## [Input]
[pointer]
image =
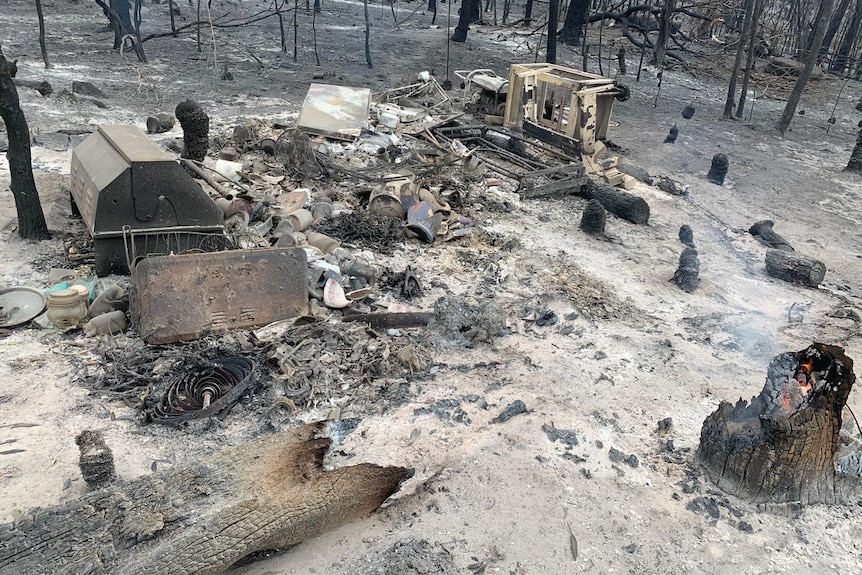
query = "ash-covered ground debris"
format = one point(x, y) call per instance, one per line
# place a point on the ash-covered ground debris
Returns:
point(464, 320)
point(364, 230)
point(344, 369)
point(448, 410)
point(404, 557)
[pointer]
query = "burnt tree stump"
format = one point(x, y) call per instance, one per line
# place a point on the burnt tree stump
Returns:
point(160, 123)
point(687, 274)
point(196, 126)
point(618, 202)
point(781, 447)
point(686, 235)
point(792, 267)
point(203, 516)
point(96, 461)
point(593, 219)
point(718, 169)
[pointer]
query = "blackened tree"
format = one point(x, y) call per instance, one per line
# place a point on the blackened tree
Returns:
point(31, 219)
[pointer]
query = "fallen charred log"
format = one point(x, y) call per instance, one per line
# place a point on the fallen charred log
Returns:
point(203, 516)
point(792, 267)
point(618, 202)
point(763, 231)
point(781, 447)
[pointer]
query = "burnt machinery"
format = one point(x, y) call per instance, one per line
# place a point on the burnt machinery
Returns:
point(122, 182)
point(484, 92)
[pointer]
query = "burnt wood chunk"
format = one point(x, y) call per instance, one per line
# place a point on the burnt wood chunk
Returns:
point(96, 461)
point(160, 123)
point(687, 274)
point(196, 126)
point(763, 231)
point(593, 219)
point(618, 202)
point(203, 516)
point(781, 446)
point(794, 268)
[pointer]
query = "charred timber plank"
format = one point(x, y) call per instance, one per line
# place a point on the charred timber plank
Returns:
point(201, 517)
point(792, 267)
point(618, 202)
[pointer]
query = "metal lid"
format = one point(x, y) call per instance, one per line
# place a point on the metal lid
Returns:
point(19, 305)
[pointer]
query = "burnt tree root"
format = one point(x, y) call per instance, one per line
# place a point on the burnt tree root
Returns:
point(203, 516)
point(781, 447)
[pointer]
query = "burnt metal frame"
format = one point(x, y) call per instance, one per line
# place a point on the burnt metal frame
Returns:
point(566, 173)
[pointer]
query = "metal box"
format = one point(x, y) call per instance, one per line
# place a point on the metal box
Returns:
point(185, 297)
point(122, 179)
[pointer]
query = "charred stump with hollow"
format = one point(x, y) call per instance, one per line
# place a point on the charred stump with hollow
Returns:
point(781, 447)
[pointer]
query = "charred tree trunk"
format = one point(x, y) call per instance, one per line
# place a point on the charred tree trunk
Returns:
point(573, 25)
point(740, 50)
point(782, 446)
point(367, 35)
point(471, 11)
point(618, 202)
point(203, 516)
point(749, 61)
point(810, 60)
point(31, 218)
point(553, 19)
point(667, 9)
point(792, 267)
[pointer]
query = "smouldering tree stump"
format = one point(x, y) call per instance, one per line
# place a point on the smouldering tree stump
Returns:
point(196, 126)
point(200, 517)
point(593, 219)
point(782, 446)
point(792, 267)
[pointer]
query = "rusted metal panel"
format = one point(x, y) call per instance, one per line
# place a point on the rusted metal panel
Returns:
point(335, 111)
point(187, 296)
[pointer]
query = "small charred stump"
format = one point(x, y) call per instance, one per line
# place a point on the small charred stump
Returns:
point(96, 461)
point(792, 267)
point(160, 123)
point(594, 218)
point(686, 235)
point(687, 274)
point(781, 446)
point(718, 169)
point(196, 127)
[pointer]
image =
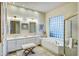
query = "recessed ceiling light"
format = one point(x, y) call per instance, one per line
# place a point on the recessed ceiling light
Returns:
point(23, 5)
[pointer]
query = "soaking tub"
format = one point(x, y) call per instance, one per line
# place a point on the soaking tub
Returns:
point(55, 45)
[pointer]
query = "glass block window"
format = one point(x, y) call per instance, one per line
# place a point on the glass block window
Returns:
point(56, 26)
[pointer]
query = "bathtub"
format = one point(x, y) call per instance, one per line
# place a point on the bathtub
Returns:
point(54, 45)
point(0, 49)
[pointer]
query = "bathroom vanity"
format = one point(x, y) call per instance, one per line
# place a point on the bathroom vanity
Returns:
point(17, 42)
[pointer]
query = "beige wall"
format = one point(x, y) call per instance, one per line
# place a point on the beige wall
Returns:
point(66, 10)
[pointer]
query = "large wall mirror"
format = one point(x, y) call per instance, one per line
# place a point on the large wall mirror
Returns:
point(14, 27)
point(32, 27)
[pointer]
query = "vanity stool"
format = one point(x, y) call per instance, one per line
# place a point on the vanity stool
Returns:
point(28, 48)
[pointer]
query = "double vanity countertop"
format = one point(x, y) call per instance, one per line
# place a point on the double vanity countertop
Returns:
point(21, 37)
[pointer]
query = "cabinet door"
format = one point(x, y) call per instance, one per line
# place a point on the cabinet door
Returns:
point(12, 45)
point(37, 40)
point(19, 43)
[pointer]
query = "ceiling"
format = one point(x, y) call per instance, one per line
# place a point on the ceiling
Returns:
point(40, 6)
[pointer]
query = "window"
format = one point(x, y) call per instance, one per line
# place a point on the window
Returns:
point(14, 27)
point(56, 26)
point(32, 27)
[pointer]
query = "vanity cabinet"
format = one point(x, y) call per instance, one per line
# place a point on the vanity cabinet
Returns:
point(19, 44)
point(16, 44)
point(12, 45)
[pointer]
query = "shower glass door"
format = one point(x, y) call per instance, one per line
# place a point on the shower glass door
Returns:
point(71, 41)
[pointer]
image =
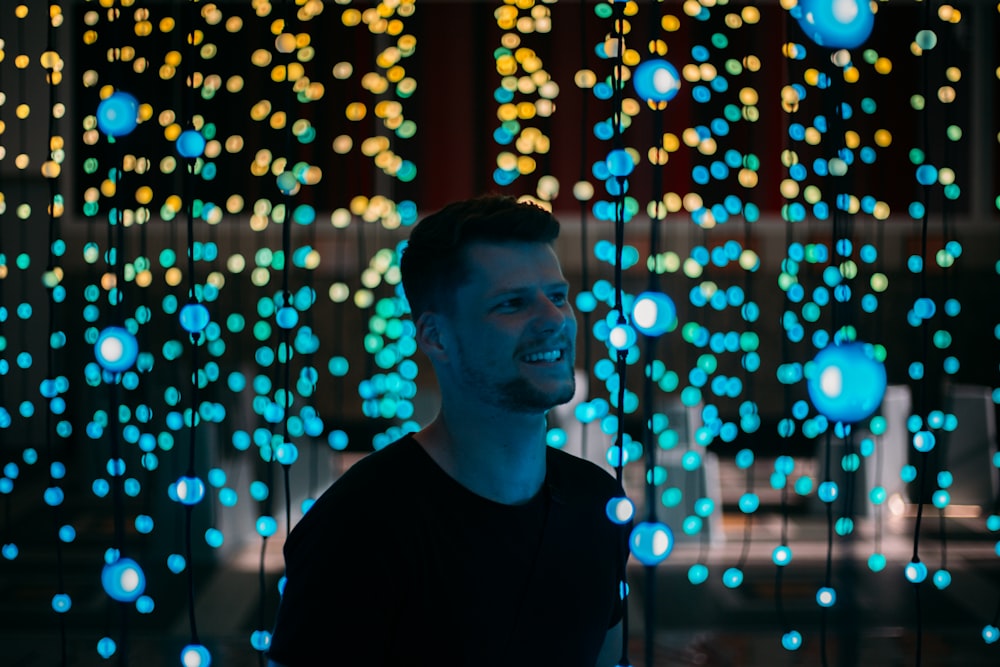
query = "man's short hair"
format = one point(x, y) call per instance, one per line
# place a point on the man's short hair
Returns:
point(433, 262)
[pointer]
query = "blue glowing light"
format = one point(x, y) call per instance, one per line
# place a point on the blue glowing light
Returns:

## [Action item]
Repeat each line of the records exactly. Do not include the pictures.

## [Response to this exercise]
[pointer]
image =
query = "ash-covered ground debris"
format = one point(x, y) call per instance, one per line
# place a point on the ash-covered ground debris
Returns:
point(464, 320)
point(364, 230)
point(344, 369)
point(448, 410)
point(404, 557)
[pointer]
query = "burnt tree stump"
format = one point(x, y) call per instance, one per line
# place a point on the burnt tree stump
Returns:
point(160, 123)
point(687, 274)
point(196, 126)
point(618, 202)
point(781, 447)
point(686, 235)
point(792, 267)
point(203, 516)
point(96, 461)
point(593, 219)
point(718, 169)
[pointer]
query = "blackened tree"
format = one point(x, y) call per instance, one per line
# place a point on the blackened tree
Returns:
point(31, 219)
[pointer]
query = "fallen charred log"
format = one point(x, y) call per instance, one per line
# place a point on the fallen charred log
Returns:
point(203, 516)
point(792, 267)
point(618, 202)
point(763, 231)
point(781, 447)
[pointer]
query = "burnt machinery"
format = one point(x, y) call per instance, one per line
# place a point on the burnt machinery
Returns:
point(122, 182)
point(484, 92)
[pointer]
query = "burnt wood chunk"
format = one point(x, y) call per instance, one per line
# place a point on the burnt wood chunk
Returns:
point(96, 461)
point(160, 123)
point(687, 274)
point(196, 126)
point(763, 231)
point(593, 219)
point(618, 202)
point(203, 516)
point(781, 446)
point(794, 268)
[pointer]
query = "charred timber plank"
format = one point(x, y) call per instance, one per line
# place a point on the charred timber plank
Returns:
point(201, 517)
point(792, 267)
point(618, 202)
[pointer]
query = "metal lid"
format = one point(x, y) call per instance, one per line
# place a point on the metal lid
Returns:
point(19, 305)
[pointer]
query = "burnt tree root"
format = one point(x, y) call per instance, one per line
# place a point on the burnt tree root
Returns:
point(203, 516)
point(781, 447)
[pointer]
query = "burnt metal frame"
format = one point(x, y) call per instance, one per line
# place a point on the burnt metal frame
Returns:
point(566, 173)
[pointer]
query = "metal box"
format = one point(x, y) call per instance, one per line
# place a point on the metal box
Returns:
point(185, 297)
point(122, 179)
[pointer]
query = "charred stump with hollow"
format = one point(x, y) call per instance, one per line
# place a point on the charred stump with hollow
Returns:
point(781, 447)
[pointer]
query = "charred tree trunk"
format = one point(x, y) call per instance, one per line
# place a point on the charred tree trunk
Returns:
point(573, 25)
point(740, 50)
point(782, 446)
point(367, 35)
point(471, 11)
point(618, 202)
point(203, 516)
point(749, 61)
point(810, 60)
point(31, 218)
point(553, 19)
point(667, 9)
point(792, 267)
[pointer]
query = "smouldering tree stump"
format = one point(x, y) call per instance, one per line
# place a point on the smouldering tree stump
Returns:
point(196, 126)
point(200, 517)
point(593, 219)
point(782, 446)
point(792, 267)
[pointer]
query = "rusted metal panel"
format = one point(x, y) call per instance, one per line
# place a point on the rusted metal panel
Returns:
point(335, 111)
point(187, 296)
[pointer]
query = "small charred stump"
format = one point(x, y) call per instance, one per line
# place a point on the small charred stump
Returns:
point(96, 461)
point(792, 267)
point(160, 123)
point(594, 218)
point(686, 235)
point(687, 274)
point(781, 446)
point(718, 169)
point(196, 127)
[pointer]
image =
query = "recessed ceiling light"
format = one point(x, y) call per instance, one per line
# place a point on the recessed ceiling light
Returns:
point(23, 5)
[pointer]
query = "soaking tub"
format = one point(x, y) call per instance, one per line
# place a point on the soaking tub
Returns:
point(55, 45)
[pointer]
query = "glass block window"
format = one point(x, y) call per instance, one per line
# place a point on the glass block window
Returns:
point(56, 26)
[pointer]
query = "bathtub"
format = one point(x, y) call per instance, one per line
# place a point on the bathtub
Returns:
point(54, 45)
point(0, 49)
[pointer]
query = "bathroom vanity"
format = one point(x, y) call per instance, one per line
# place a point on the bathroom vanity
Returns:
point(17, 42)
[pointer]
query = "beige wall"
format = one point(x, y) call per instance, one per line
# place a point on the beige wall
Returns:
point(66, 10)
[pointer]
query = "large wall mirror"
format = one point(x, y) call per instance, one per line
# place a point on the large wall mirror
Returns:
point(14, 27)
point(32, 27)
[pointer]
query = "vanity stool"
format = one point(x, y) call per instance, one per line
# place a point on the vanity stool
Returns:
point(28, 48)
[pointer]
query = "double vanity countertop"
format = one point(x, y) call per instance, one per line
# place a point on the double vanity countertop
Returns:
point(21, 37)
[pointer]
query = "cabinet door"
format = one point(x, y) call per instance, one per line
# place a point on the cabinet door
Returns:
point(12, 45)
point(37, 40)
point(19, 43)
[pointer]
query = "ceiling"
format = one point(x, y) call per instance, one per line
# place a point on the ceiling
Returns:
point(40, 6)
[pointer]
query = "window"
format = one point(x, y) call per instance, one per line
# place a point on the window
Returns:
point(14, 27)
point(56, 26)
point(32, 27)
[pointer]
query = "vanity cabinet"
format = one point(x, y) call per instance, one per line
# place a point on the vanity cabinet
Returns:
point(19, 44)
point(16, 44)
point(12, 45)
[pointer]
query = "shower glass door"
format = one point(x, y) call per instance, one per line
# place a point on the shower glass door
Returns:
point(71, 41)
[pointer]
image =
query = "man's short hair"
format = one point(x, y) call per instance, one per line
# place a point on the man's short hair
Returns:
point(433, 262)
[pointer]
query = "blue glowing light"
format = one point(x, y) call per instance, one per line
# place a point on the blue glowing light
Returns:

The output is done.